* **ZU ERLEDIGEN**:
1) Nenne der Reihe nach alle Ereignisse, die laut Dokumentauszug zum Ende der Heppenheimer Festspiele im vergangenen Jahr führten.
2) Bitte filtere aus der Auflistung jede Zeile heraus, die das Wort "rear" enthält, und gib diese Zeilen unverändert wieder.

* **DOKUMENTAUSZUG**:
Heppenheim. In drei Jahren, am 9. August 2024, wird es genau 50 Jahre her sein, dass Heppenheims Festspiele mit der Aufführung von Hoffmannsthals „Jedermann“ auf dem Kirchenvorplatz von Sankt Peter ihren Anfang nahmen. Womit eine Erfolgsgeschichte begann, die im vergangenen Jahr ein jähes Ende nahm: Erst kündigten die Hamburger Kammerspiele die Kooperation mit der Festspiele Heppenheim GmbH, dann fiel das Ersatzprogramm Corona zum Opfer, und schließlich meldete die GmbH Insolvenz an.
Jetzt aber zeichnet sich eine Fortsetzung an: Bürgermeister Rainer Burelbach (CDU) berichtete am Mittwochabend im Stadtparlament von einer europaweiten Ausschreibung, mit der ein neuer Festspiel-Betreiber gefunden werden soll.

* **DATEN ZUR AUFGABE**:
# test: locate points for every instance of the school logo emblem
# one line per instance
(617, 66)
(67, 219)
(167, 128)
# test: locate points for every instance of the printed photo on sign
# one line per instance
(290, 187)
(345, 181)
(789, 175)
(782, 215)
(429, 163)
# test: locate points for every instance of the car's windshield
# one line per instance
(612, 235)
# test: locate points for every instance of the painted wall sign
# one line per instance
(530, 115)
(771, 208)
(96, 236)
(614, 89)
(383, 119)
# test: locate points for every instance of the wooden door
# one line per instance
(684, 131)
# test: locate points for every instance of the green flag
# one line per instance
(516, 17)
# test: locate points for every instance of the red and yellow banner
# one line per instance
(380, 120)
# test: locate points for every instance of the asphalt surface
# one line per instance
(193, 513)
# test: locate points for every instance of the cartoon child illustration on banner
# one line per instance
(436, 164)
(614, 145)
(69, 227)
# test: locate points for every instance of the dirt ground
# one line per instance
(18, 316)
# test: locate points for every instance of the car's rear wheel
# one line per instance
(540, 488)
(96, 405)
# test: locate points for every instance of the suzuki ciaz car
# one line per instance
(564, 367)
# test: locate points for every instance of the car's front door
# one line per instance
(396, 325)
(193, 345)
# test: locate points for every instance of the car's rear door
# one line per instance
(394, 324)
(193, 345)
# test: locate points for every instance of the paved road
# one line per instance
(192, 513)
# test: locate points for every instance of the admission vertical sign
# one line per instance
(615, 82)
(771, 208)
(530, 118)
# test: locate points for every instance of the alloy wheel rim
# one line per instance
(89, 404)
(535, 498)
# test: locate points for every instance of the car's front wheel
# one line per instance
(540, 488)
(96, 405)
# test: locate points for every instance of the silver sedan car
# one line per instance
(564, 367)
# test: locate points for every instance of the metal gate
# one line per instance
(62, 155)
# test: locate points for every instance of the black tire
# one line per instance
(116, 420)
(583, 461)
...
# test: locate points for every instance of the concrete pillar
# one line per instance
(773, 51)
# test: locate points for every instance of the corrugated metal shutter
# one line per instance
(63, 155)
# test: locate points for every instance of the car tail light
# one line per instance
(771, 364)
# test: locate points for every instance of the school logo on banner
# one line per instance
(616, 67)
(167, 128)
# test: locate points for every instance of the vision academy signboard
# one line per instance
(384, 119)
--
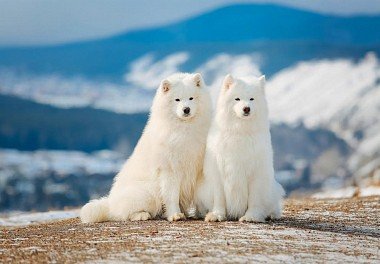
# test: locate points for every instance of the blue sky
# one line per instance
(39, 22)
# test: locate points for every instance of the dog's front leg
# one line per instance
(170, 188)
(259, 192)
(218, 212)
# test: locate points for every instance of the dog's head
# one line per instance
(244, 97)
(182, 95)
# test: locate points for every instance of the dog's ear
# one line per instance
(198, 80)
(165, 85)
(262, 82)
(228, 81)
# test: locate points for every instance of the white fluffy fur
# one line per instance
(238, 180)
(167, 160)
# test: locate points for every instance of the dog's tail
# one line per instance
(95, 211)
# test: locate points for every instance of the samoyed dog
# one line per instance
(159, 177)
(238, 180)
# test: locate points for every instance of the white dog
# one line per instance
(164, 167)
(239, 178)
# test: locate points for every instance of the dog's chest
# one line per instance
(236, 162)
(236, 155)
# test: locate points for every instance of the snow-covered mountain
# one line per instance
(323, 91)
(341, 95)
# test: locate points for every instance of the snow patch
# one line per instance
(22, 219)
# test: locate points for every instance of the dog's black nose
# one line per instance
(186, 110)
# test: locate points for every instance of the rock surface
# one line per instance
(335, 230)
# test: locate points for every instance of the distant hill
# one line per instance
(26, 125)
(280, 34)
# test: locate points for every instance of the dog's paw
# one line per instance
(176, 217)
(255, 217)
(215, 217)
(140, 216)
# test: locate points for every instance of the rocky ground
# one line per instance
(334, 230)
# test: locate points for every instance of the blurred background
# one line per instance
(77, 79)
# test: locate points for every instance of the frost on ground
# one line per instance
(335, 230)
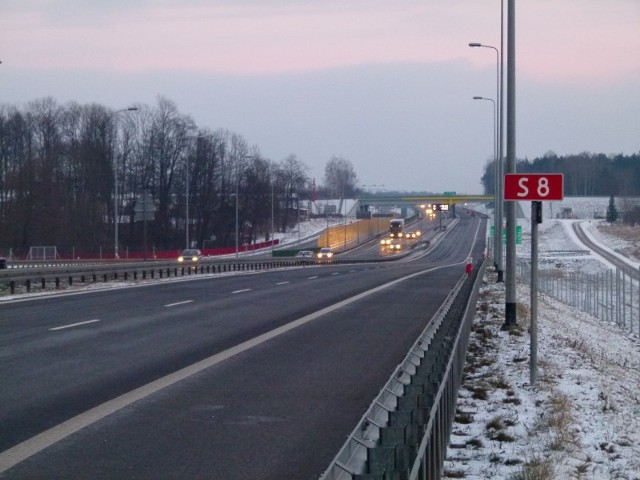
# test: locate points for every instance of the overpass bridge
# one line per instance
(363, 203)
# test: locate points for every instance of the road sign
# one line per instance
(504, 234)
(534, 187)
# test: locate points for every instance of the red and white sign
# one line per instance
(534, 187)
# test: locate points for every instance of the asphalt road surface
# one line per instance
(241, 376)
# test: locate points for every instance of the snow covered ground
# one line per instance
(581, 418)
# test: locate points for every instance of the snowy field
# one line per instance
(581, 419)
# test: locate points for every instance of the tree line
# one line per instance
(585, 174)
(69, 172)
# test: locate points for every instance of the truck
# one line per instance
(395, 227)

* **ERGEBNISSE JE AUFGABE**:
1)
1. Die Hamburger Kammerspiele kündigten die Kooperation mit der Festspiele Heppenheim GmbH.
2. Das Ersatzprogramm fiel Corona zum Opfer.
3. Die GmbH meldete Insolvenz an.

2)
# test: locate points for every instance of the car's rear wheel
# test: locate points for every instance of the car's rear door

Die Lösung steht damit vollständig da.